> [Exercise prompt] The lines to copy are those in the listing below that contain the word "block".

> [Exercise input]
::::::
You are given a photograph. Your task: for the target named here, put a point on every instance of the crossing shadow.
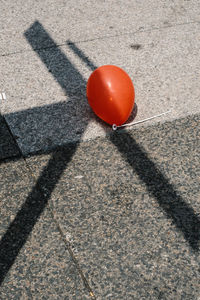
(157, 184)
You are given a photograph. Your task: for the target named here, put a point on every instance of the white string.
(114, 127)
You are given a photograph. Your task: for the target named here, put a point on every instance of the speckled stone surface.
(34, 262)
(8, 147)
(90, 19)
(47, 105)
(129, 204)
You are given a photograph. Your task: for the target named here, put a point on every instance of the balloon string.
(114, 127)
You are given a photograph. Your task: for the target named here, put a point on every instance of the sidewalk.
(87, 213)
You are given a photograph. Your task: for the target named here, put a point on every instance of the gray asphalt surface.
(87, 213)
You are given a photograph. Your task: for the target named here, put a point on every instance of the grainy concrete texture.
(85, 212)
(46, 84)
(34, 262)
(130, 206)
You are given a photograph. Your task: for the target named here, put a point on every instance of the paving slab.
(47, 105)
(34, 261)
(78, 20)
(8, 146)
(129, 204)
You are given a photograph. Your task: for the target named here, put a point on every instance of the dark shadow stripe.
(159, 187)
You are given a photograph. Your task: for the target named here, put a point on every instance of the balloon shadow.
(158, 186)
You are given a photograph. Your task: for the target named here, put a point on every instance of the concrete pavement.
(86, 212)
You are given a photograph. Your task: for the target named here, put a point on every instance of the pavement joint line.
(63, 238)
(51, 209)
(102, 38)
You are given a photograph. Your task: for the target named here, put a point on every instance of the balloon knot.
(114, 127)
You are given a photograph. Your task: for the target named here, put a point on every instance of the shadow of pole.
(18, 231)
(157, 184)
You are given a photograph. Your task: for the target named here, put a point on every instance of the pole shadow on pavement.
(157, 184)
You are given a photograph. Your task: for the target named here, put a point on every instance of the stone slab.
(47, 105)
(130, 206)
(34, 261)
(8, 147)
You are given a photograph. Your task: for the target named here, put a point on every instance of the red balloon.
(111, 95)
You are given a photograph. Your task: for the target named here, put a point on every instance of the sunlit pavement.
(87, 212)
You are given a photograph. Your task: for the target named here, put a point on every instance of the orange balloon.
(111, 95)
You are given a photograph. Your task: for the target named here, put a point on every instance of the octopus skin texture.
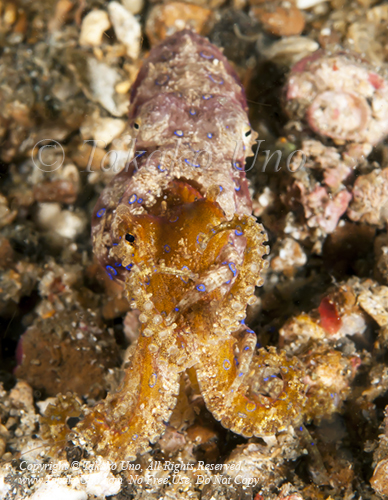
(175, 227)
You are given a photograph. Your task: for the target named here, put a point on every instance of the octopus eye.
(130, 238)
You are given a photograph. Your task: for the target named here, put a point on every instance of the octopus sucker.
(180, 237)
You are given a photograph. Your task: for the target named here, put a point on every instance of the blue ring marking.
(217, 79)
(153, 379)
(110, 270)
(191, 164)
(162, 79)
(232, 267)
(206, 55)
(185, 267)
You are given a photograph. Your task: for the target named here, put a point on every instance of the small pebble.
(133, 6)
(93, 27)
(127, 28)
(102, 130)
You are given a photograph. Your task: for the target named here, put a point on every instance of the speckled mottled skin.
(178, 232)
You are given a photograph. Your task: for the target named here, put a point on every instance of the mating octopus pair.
(175, 227)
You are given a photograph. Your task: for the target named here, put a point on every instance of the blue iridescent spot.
(232, 267)
(250, 406)
(192, 164)
(153, 379)
(226, 364)
(216, 79)
(206, 55)
(111, 271)
(185, 267)
(162, 79)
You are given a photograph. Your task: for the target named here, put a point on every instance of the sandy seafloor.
(66, 69)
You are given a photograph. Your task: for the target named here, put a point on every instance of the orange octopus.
(175, 227)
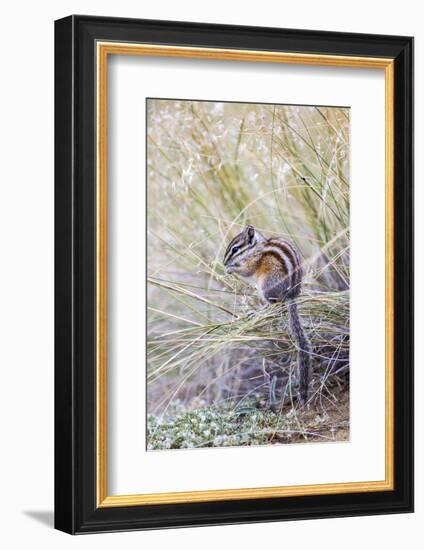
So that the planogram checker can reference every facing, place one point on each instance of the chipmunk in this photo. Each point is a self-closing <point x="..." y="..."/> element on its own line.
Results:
<point x="274" y="267"/>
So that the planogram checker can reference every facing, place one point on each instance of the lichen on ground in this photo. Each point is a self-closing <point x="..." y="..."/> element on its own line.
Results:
<point x="225" y="426"/>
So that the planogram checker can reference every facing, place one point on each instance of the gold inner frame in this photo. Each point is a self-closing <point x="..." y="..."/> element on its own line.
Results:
<point x="104" y="49"/>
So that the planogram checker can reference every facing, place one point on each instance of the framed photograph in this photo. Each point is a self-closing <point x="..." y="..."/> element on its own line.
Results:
<point x="233" y="265"/>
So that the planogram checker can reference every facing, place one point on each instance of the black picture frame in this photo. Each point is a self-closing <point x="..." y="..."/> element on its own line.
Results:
<point x="76" y="510"/>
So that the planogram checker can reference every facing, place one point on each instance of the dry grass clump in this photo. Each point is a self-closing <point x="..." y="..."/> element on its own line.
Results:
<point x="212" y="168"/>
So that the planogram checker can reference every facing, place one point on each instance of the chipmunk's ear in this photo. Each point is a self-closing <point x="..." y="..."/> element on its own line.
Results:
<point x="249" y="233"/>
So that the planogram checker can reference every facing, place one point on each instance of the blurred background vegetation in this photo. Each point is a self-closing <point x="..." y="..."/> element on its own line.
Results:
<point x="219" y="364"/>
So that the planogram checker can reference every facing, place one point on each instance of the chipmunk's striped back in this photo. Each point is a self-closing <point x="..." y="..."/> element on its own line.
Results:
<point x="275" y="267"/>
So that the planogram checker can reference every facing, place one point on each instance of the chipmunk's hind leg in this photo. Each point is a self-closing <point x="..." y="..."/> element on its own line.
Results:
<point x="275" y="291"/>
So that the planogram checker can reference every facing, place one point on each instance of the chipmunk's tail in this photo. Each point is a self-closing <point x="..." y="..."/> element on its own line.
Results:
<point x="303" y="350"/>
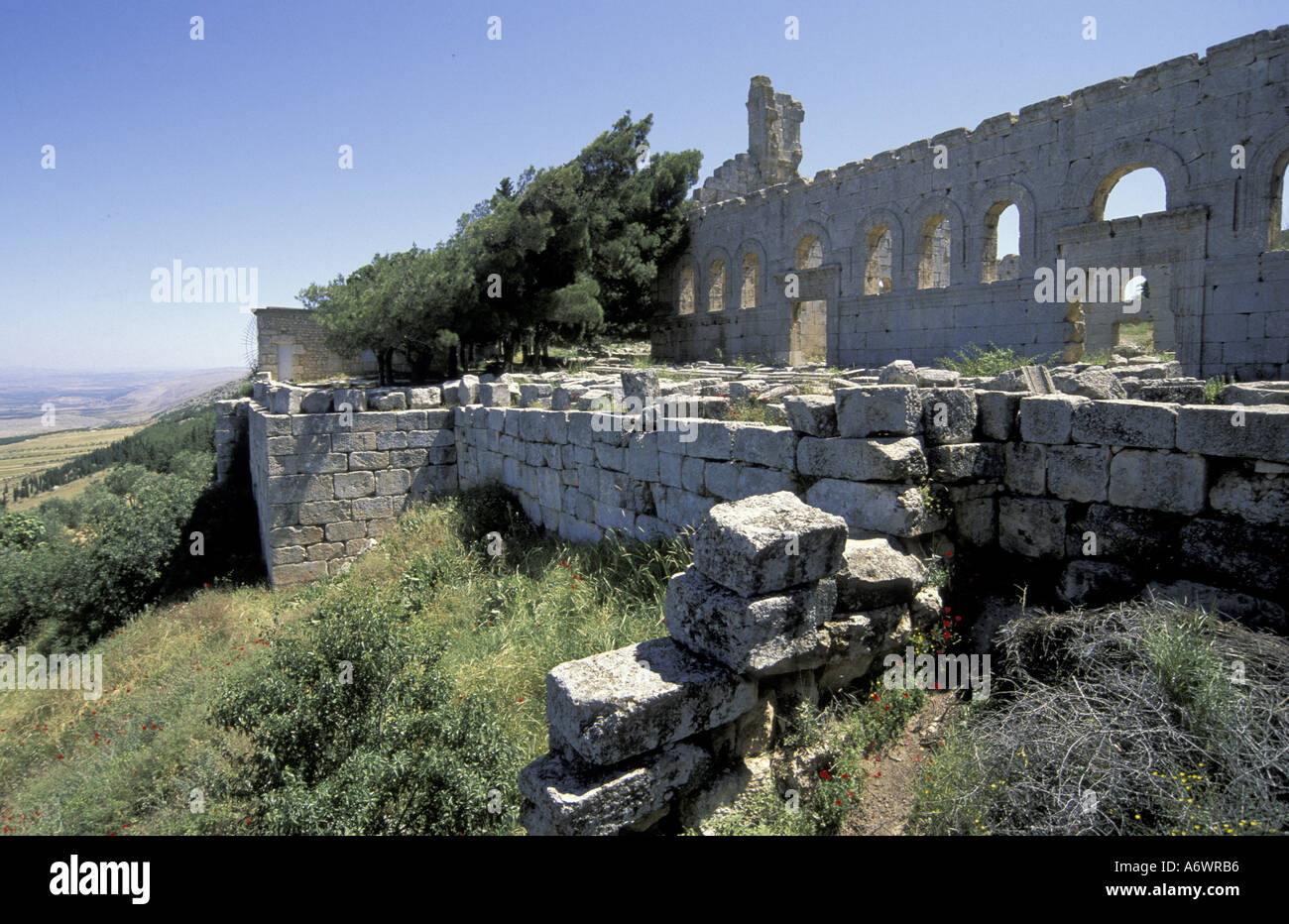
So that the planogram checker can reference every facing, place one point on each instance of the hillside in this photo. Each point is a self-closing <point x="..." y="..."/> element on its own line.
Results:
<point x="85" y="400"/>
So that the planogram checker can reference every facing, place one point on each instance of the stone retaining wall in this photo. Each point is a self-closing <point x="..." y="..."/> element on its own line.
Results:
<point x="1101" y="485"/>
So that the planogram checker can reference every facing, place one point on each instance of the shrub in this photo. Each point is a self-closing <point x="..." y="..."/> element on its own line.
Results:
<point x="1138" y="719"/>
<point x="975" y="360"/>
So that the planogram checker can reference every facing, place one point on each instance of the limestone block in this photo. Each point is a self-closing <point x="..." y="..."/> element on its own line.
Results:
<point x="394" y="481"/>
<point x="581" y="799"/>
<point x="352" y="400"/>
<point x="1250" y="433"/>
<point x="1125" y="423"/>
<point x="768" y="446"/>
<point x="1092" y="584"/>
<point x="1250" y="558"/>
<point x="1026" y="468"/>
<point x="535" y="394"/>
<point x="291" y="489"/>
<point x="721" y="480"/>
<point x="494" y="395"/>
<point x="285" y="400"/>
<point x="966" y="462"/>
<point x="1095" y="383"/>
<point x="878" y="459"/>
<point x="316" y="401"/>
<point x="712" y="439"/>
<point x="812" y="413"/>
<point x="387" y="401"/>
<point x="898" y="373"/>
<point x="1048" y="419"/>
<point x="1253" y="498"/>
<point x="1078" y="472"/>
<point x="937" y="378"/>
<point x="1158" y="481"/>
<point x="760" y="635"/>
<point x="624" y="703"/>
<point x="877" y="572"/>
<point x="421" y="399"/>
<point x="893" y="510"/>
<point x="753" y="481"/>
<point x="996" y="411"/>
<point x="641" y="385"/>
<point x="767" y="542"/>
<point x="948" y="415"/>
<point x="1031" y="527"/>
<point x="355" y="485"/>
<point x="878" y="410"/>
<point x="1034" y="379"/>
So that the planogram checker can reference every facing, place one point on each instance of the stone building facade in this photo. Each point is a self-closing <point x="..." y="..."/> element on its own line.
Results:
<point x="894" y="257"/>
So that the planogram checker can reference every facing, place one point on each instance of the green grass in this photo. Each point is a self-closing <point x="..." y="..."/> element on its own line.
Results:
<point x="975" y="360"/>
<point x="497" y="624"/>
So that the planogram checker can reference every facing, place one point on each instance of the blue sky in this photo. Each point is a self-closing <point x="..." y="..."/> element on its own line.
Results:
<point x="223" y="153"/>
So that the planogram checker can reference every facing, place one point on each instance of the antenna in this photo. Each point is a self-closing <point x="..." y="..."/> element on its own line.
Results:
<point x="250" y="344"/>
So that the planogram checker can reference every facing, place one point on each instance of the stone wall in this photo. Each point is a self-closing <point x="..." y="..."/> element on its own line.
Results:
<point x="1225" y="295"/>
<point x="1204" y="489"/>
<point x="295" y="330"/>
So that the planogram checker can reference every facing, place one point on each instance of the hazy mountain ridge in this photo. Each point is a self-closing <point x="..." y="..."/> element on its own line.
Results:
<point x="98" y="399"/>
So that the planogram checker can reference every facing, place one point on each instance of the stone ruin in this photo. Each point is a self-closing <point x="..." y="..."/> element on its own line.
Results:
<point x="894" y="257"/>
<point x="776" y="605"/>
<point x="1057" y="476"/>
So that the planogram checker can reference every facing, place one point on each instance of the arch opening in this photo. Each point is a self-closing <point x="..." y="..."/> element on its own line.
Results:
<point x="1128" y="192"/>
<point x="751" y="282"/>
<point x="1001" y="250"/>
<point x="933" y="248"/>
<point x="877" y="266"/>
<point x="716" y="288"/>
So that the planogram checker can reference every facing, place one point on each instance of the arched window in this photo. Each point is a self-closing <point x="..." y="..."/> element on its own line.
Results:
<point x="751" y="282"/>
<point x="1001" y="250"/>
<point x="1129" y="191"/>
<point x="877" y="265"/>
<point x="687" y="290"/>
<point x="810" y="253"/>
<point x="716" y="289"/>
<point x="1279" y="236"/>
<point x="933" y="253"/>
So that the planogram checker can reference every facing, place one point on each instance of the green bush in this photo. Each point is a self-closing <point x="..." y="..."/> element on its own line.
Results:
<point x="386" y="751"/>
<point x="975" y="360"/>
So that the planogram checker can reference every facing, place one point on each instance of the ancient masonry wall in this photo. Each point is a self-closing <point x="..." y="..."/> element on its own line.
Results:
<point x="1217" y="288"/>
<point x="1030" y="474"/>
<point x="810" y="540"/>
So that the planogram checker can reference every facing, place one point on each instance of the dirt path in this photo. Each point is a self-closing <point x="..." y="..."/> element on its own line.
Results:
<point x="887" y="798"/>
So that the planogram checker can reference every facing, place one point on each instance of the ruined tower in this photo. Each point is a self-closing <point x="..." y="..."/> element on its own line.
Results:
<point x="773" y="147"/>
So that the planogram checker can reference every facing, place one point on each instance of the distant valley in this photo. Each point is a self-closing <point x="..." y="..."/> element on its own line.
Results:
<point x="97" y="399"/>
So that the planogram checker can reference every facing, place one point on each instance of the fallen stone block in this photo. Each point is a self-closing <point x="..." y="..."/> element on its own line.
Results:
<point x="1125" y="423"/>
<point x="966" y="462"/>
<point x="1249" y="433"/>
<point x="948" y="415"/>
<point x="812" y="413"/>
<point x="761" y="635"/>
<point x="1031" y="527"/>
<point x="1048" y="419"/>
<point x="1159" y="481"/>
<point x="878" y="410"/>
<point x="624" y="703"/>
<point x="570" y="798"/>
<point x="1092" y="584"/>
<point x="1261" y="499"/>
<point x="878" y="459"/>
<point x="767" y="542"/>
<point x="894" y="510"/>
<point x="877" y="572"/>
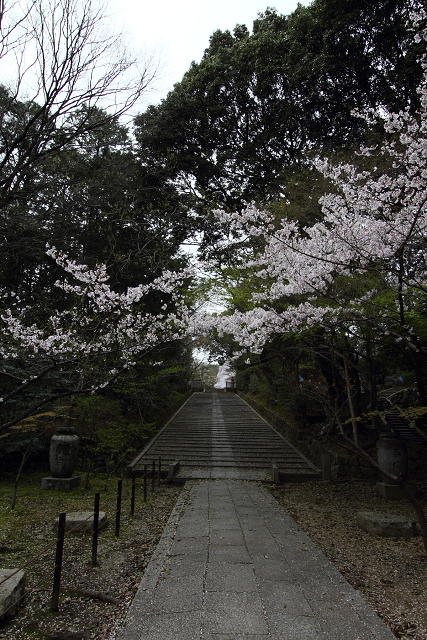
::::::
> [Worked solution]
So that the planogram checker can reference every facing, place one point on each instance of the limestone block in this photo. Each point is a self-closing <point x="..." y="..."/> element on its own line.
So that the planogram checker can reference every facing, place one point on each instance of the fallen stone block in this photo. Each point is a self-closing <point x="..." y="..."/> element on its own line.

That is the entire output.